- [What you will do] Repeat the entries word for word, beginning with the very first line and stopping after the line that contains "M31 166L33 163L33". Leave the pictures out of your answer.

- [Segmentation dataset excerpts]
** START **
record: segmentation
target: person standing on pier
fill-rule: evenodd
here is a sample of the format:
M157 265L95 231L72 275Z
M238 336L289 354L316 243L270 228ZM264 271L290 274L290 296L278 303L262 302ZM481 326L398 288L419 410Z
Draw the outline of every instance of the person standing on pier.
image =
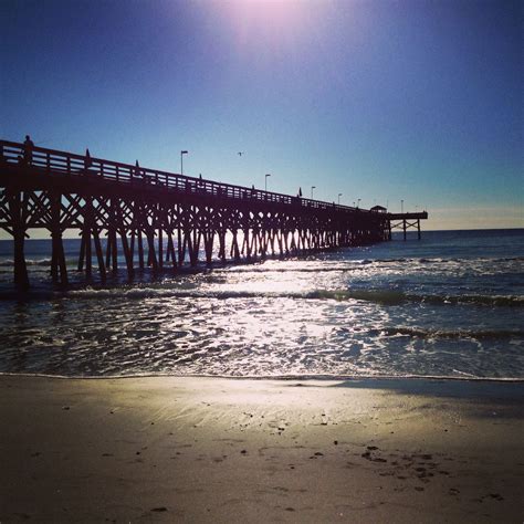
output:
M31 166L33 163L33 140L29 135L25 135L25 142L23 143L23 159L28 166Z

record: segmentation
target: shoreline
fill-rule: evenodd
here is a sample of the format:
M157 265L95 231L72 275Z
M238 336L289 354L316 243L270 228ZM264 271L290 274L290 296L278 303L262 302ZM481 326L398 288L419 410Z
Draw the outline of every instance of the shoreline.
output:
M446 375L406 375L404 377L397 375L264 375L264 376L229 376L229 375L177 375L177 374L154 374L146 373L143 375L52 375L46 373L14 373L0 371L1 377L27 377L27 378L52 378L57 380L127 380L138 378L181 378L181 379L205 379L205 380L253 380L253 381L304 381L304 382L326 382L326 381L344 381L344 382L365 382L367 387L380 388L380 382L459 382L459 384L522 384L524 377L462 377Z
M521 522L522 382L422 381L0 375L0 521Z

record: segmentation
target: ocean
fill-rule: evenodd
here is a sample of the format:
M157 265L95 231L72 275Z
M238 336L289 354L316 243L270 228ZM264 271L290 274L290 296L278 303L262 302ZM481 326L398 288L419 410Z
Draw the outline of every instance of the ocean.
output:
M50 283L51 242L29 240L33 289L0 241L0 373L258 378L524 379L524 230L422 239L251 264Z

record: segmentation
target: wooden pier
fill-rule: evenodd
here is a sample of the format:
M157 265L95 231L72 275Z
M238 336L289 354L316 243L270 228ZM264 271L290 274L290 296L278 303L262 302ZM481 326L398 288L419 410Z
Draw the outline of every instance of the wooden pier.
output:
M51 276L67 284L66 230L81 235L77 270L101 279L117 271L118 244L129 279L135 271L298 255L391 238L406 216L337 206L216 182L136 165L0 140L0 228L13 238L14 282L29 287L28 230L49 231ZM394 222L395 223L395 222ZM102 239L105 237L105 242ZM228 240L227 240L228 238ZM93 260L95 261L93 263Z

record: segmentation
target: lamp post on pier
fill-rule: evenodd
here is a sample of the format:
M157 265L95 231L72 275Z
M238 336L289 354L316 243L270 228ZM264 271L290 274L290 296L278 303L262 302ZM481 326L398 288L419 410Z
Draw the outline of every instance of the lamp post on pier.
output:
M189 151L180 151L180 175L184 175L184 155L187 155Z
M265 175L265 191L268 191L268 177L271 177L270 172Z

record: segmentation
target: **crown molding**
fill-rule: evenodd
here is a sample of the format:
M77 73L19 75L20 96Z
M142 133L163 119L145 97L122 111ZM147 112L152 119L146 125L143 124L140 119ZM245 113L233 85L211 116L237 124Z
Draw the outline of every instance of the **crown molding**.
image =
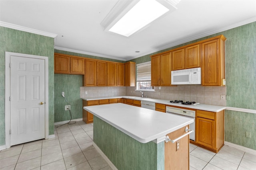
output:
M64 51L69 51L69 52L73 52L73 53L78 53L79 54L86 54L87 55L92 55L92 56L93 56L99 57L103 57L103 58L108 58L108 59L114 59L114 60L120 60L120 61L126 61L125 59L122 59L122 58L116 57L114 57L110 56L108 56L108 55L101 55L101 54L96 54L96 53L90 53L90 52L86 52L86 51L73 50L73 49L67 49L67 48L62 48L62 47L56 47L56 46L54 47L54 49L56 49L56 50Z
M8 23L7 22L3 22L2 21L0 21L0 26L6 27L7 28L11 28L12 29L16 29L17 30L22 31L23 31L27 32L28 33L54 38L54 44L55 44L57 37L58 36L58 35L57 34L43 31L37 29L23 27L22 26L18 25L13 24L12 23Z
M250 23L255 21L256 21L256 16L252 17L248 19L242 21L240 22L234 23L233 24L230 25L228 26L227 26L226 27L223 27L220 29L213 29L210 31L206 32L205 33L202 33L202 34L200 34L196 36L191 37L189 38L184 39L178 41L176 41L174 43L169 44L164 46L161 47L160 47L158 48L153 50L152 50L151 51L141 54L140 55L138 55L137 56L126 58L126 61L127 61L132 60L138 57L141 57L144 56L144 55L148 55L149 54L152 54L153 53L156 53L158 51L159 51L161 50L167 49L169 48L172 47L176 45L178 45L184 43L187 43L188 42L195 40L196 39L199 39L200 38L203 38L204 37L205 37L209 35L210 35L212 34L219 33L222 31L226 31L228 29L230 29L232 28L238 27L240 26L243 25L244 25L247 24L248 23Z

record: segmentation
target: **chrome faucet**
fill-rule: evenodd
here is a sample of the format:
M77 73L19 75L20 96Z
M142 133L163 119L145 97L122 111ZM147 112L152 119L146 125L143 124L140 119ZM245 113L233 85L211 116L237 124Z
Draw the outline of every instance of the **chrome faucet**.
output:
M140 92L141 93L141 94L142 95L141 97L142 97L142 98L144 98L144 97L143 97L143 92L141 91L140 91Z

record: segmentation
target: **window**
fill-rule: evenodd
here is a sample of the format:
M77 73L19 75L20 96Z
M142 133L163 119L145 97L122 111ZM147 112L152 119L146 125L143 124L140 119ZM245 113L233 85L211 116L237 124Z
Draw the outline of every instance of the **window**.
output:
M151 86L151 61L137 64L137 90L153 90Z

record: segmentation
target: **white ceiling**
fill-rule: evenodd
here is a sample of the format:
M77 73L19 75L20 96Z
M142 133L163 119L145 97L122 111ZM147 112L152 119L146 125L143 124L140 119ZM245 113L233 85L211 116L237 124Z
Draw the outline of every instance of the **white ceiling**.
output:
M56 49L122 61L256 21L256 0L181 0L126 37L100 25L117 1L1 0L0 21L57 35Z

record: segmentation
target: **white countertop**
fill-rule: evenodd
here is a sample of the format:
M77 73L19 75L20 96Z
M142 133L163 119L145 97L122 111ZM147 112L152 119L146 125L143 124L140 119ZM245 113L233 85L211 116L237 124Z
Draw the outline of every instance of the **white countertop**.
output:
M122 103L84 109L142 143L162 138L194 122L192 119Z
M200 105L194 106L192 105L185 105L178 104L173 104L170 103L170 100L164 100L162 99L153 99L151 98L141 98L137 96L107 96L98 98L82 98L82 99L85 100L93 100L106 99L113 99L116 98L124 98L126 99L133 99L143 101L152 102L166 105L178 106L183 107L190 108L192 109L197 109L198 110L205 110L206 111L213 111L218 112L226 108L226 106L222 106L217 105L210 105L209 104L200 104Z

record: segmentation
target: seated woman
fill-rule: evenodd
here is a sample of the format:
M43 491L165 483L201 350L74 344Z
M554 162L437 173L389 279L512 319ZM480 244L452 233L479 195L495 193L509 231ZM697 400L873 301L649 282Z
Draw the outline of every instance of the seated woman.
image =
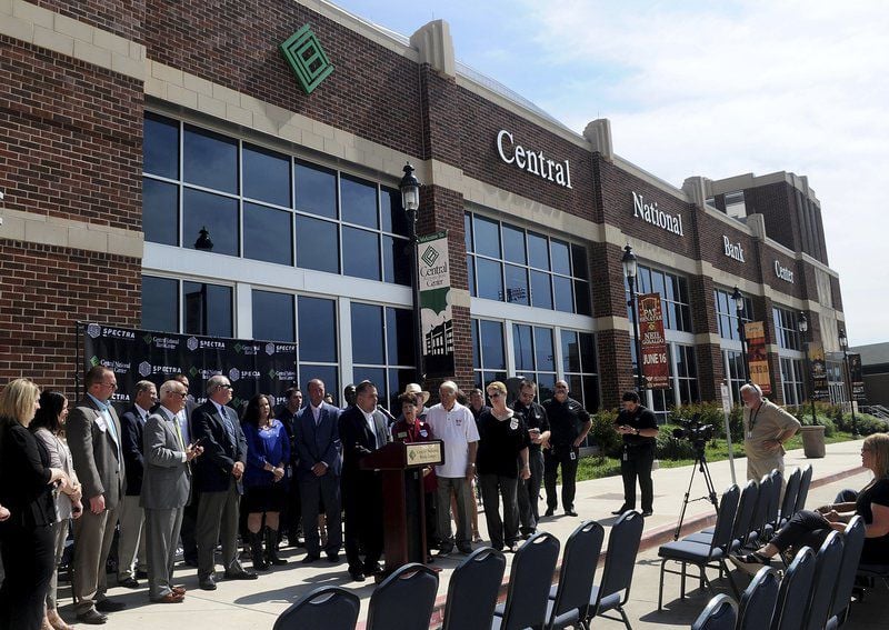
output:
M865 438L861 447L861 466L873 472L873 479L857 494L840 493L849 500L831 503L816 510L800 510L793 514L771 541L752 553L730 556L740 569L756 573L779 552L793 547L809 546L818 549L831 530L842 531L846 523L859 514L865 520L865 548L860 564L889 564L889 434L875 433Z

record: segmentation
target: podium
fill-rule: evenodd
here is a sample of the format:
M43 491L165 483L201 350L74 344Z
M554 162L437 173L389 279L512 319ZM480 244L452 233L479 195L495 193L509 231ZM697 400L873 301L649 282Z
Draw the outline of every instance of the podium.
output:
M422 469L444 462L441 440L389 442L359 462L382 476L384 576L408 562L426 563Z

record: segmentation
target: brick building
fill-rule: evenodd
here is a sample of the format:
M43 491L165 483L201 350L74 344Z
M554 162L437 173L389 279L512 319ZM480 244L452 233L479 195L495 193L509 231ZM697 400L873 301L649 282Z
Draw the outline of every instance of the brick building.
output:
M279 47L306 26L302 51L326 57L303 86ZM806 178L678 189L621 159L607 120L578 134L456 62L442 21L408 39L322 0L12 0L0 128L0 381L70 391L74 322L90 320L296 341L300 382L402 390L406 161L420 232L449 234L461 387L566 378L589 409L615 407L633 384L627 243L640 289L662 297L658 412L722 381L737 399L736 286L766 322L773 399L806 396L800 311L838 349L839 279ZM194 248L204 227L212 251Z

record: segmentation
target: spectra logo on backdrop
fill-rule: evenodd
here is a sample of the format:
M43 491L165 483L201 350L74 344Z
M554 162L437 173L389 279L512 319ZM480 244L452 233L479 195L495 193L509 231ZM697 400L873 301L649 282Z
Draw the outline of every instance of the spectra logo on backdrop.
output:
M83 350L78 362L83 371L99 364L114 370L118 402L130 400L139 380L160 386L178 372L189 377L189 391L198 400L213 374L228 376L239 400L260 392L280 394L297 380L296 343L79 326Z

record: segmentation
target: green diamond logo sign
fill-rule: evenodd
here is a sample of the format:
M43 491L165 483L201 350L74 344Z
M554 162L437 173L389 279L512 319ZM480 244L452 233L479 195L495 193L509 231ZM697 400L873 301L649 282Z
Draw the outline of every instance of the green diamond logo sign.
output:
M436 248L432 246L427 247L420 259L426 262L427 267L432 267L438 260L438 252L436 251Z
M281 44L287 63L297 76L302 91L311 94L333 72L333 64L327 58L324 49L311 31L309 24L290 36Z

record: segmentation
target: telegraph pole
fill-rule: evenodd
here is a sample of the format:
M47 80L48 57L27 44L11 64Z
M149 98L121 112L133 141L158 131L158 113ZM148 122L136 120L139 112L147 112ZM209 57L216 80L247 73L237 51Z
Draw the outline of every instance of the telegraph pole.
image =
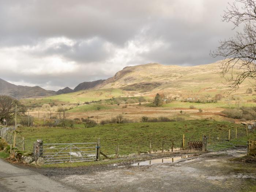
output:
** END **
- [Exercise output]
record: segmentation
target: person standing on pier
fill-rule: evenodd
here is a sample of the format:
M157 265L95 231L72 275Z
M238 336L289 354L316 243L270 228ZM264 271L290 274L290 296L278 303L262 302ZM481 326L398 288L419 410Z
Draw the outline of every instance of the person standing on pier.
image =
output:
M31 166L33 163L33 140L29 135L25 135L25 142L23 143L23 159L28 166Z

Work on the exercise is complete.